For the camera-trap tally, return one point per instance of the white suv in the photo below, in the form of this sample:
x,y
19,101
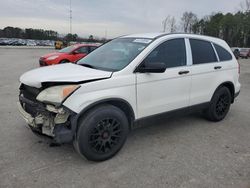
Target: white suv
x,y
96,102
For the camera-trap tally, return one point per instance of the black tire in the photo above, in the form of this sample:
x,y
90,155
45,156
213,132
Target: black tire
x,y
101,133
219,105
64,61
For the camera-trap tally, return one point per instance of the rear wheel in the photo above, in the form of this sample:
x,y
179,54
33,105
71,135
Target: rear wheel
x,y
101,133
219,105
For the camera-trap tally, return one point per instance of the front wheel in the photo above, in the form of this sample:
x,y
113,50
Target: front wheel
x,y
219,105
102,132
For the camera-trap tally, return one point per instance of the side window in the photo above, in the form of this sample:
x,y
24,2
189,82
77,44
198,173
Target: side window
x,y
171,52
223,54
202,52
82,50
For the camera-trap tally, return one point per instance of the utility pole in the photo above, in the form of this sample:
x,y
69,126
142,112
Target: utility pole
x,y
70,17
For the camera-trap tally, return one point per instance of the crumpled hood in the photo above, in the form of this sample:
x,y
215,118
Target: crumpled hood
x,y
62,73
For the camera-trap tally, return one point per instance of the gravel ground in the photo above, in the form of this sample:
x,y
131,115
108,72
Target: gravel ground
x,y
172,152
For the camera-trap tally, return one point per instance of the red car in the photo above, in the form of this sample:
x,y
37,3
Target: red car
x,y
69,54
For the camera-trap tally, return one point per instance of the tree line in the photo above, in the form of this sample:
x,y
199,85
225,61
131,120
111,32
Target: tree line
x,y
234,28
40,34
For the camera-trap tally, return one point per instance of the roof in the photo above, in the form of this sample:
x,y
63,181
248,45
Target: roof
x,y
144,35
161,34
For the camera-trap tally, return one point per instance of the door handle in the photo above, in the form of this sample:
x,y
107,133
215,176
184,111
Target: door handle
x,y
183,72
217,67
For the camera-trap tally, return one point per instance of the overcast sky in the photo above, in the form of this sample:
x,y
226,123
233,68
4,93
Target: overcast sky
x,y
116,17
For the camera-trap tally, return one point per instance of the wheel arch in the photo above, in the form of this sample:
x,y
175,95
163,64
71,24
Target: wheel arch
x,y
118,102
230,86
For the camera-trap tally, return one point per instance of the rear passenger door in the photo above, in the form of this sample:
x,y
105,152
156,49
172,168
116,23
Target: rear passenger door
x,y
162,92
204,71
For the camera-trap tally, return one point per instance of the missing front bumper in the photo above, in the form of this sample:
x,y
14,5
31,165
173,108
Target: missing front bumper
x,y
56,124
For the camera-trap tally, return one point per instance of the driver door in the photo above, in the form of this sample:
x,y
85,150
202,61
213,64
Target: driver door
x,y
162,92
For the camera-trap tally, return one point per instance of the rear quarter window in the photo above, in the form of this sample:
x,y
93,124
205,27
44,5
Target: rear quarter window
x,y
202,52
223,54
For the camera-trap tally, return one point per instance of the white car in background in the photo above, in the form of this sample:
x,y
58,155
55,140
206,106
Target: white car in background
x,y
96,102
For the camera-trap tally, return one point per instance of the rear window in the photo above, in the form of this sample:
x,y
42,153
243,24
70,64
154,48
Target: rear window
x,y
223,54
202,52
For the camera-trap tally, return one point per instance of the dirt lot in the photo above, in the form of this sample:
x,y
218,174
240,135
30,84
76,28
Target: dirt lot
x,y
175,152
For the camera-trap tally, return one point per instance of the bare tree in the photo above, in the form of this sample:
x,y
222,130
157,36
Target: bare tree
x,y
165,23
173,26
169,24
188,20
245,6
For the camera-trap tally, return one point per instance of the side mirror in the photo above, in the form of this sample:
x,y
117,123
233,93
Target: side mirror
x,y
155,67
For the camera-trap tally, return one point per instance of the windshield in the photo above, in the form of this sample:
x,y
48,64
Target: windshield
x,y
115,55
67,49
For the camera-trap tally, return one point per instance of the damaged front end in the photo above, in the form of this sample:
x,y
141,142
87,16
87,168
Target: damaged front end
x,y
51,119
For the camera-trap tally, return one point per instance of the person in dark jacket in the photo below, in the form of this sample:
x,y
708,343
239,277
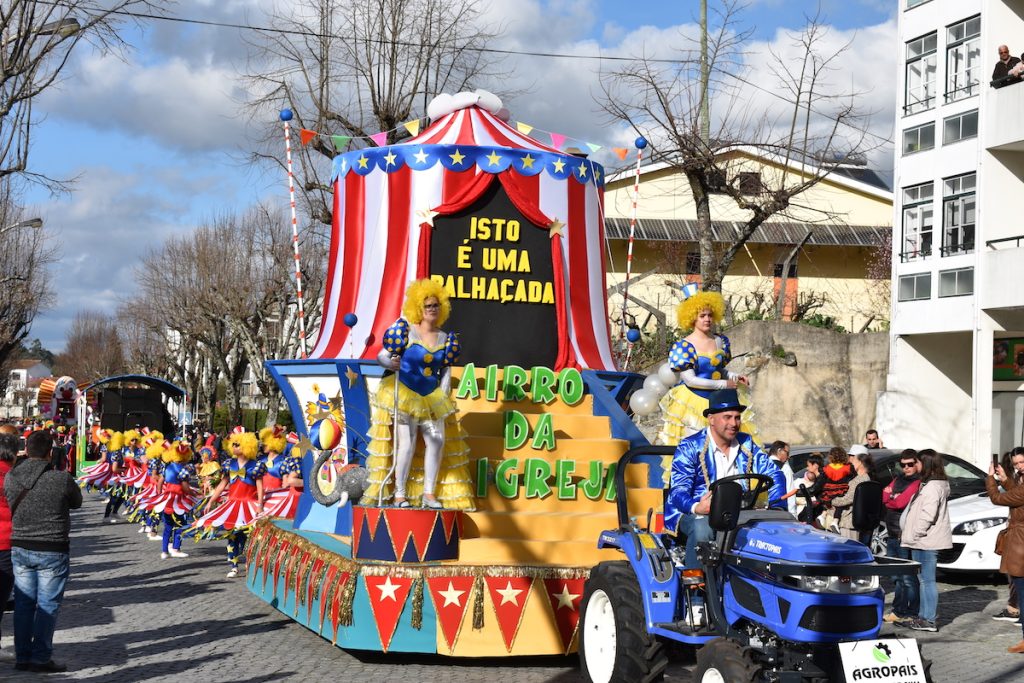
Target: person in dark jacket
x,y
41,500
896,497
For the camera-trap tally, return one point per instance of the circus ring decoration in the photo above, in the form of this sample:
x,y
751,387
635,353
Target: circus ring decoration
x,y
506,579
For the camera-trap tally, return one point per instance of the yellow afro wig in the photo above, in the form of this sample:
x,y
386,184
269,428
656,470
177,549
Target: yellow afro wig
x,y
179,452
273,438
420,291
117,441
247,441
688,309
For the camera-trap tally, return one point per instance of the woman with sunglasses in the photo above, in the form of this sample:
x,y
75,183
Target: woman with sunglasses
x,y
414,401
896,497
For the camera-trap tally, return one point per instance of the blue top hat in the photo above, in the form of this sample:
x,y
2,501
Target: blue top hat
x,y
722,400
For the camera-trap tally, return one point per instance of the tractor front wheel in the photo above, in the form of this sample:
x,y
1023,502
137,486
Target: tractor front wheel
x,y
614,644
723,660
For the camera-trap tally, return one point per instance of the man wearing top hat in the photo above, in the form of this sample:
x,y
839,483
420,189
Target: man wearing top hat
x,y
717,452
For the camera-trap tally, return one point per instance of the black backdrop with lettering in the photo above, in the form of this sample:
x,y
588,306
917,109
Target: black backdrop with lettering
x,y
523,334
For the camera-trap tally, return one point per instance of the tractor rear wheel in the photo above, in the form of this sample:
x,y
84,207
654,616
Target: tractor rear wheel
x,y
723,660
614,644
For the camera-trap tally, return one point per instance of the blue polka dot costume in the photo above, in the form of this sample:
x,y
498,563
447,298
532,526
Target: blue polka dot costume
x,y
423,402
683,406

□ □ □ □ □

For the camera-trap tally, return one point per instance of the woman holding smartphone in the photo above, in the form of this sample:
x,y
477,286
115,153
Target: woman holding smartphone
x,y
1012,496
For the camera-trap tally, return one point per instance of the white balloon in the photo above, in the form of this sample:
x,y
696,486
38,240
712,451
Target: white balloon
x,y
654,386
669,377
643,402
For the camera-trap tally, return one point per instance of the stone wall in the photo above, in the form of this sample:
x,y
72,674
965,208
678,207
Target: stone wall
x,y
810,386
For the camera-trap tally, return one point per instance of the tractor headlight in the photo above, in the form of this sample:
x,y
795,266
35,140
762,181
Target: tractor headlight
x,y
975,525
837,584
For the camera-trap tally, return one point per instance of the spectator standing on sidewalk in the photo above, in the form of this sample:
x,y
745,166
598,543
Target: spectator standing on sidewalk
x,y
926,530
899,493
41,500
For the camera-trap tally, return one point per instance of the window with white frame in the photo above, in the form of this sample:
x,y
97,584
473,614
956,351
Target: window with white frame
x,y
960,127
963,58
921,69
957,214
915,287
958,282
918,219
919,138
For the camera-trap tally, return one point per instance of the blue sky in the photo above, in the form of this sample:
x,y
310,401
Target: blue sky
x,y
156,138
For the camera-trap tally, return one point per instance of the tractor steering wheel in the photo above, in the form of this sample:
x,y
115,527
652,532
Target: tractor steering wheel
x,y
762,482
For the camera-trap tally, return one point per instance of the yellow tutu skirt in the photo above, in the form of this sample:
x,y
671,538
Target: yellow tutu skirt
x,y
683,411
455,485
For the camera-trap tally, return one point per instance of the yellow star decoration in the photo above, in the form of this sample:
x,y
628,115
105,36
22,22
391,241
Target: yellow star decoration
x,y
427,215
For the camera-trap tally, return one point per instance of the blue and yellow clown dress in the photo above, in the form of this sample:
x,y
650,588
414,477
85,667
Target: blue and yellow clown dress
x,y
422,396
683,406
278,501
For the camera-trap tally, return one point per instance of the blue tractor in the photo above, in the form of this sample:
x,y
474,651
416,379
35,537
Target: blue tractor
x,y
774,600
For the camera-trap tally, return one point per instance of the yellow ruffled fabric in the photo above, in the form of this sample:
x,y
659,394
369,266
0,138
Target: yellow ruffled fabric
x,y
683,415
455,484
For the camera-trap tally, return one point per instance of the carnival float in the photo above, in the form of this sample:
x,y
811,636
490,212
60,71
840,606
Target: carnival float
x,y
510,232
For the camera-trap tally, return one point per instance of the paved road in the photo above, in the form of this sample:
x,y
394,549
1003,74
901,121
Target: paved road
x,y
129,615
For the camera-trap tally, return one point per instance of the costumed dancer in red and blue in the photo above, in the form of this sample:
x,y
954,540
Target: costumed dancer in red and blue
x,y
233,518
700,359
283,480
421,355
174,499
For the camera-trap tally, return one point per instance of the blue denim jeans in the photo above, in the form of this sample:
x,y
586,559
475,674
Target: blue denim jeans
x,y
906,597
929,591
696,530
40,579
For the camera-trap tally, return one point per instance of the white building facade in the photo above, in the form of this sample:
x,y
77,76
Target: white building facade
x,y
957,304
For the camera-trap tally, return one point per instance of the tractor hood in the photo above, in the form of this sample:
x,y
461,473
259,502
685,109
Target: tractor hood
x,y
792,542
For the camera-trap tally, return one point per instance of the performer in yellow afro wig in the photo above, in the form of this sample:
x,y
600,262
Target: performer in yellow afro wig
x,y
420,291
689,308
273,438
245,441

□ □ □ □ □

Go through the records and pull out each line that includes the word "below".

For the camera-trap tally, return one point per instance of the white suv in the photo below, in the form of this sample:
For the camera-trap tally, return one point per instance of the person in dark jacket in the photo below, in the form of this sample:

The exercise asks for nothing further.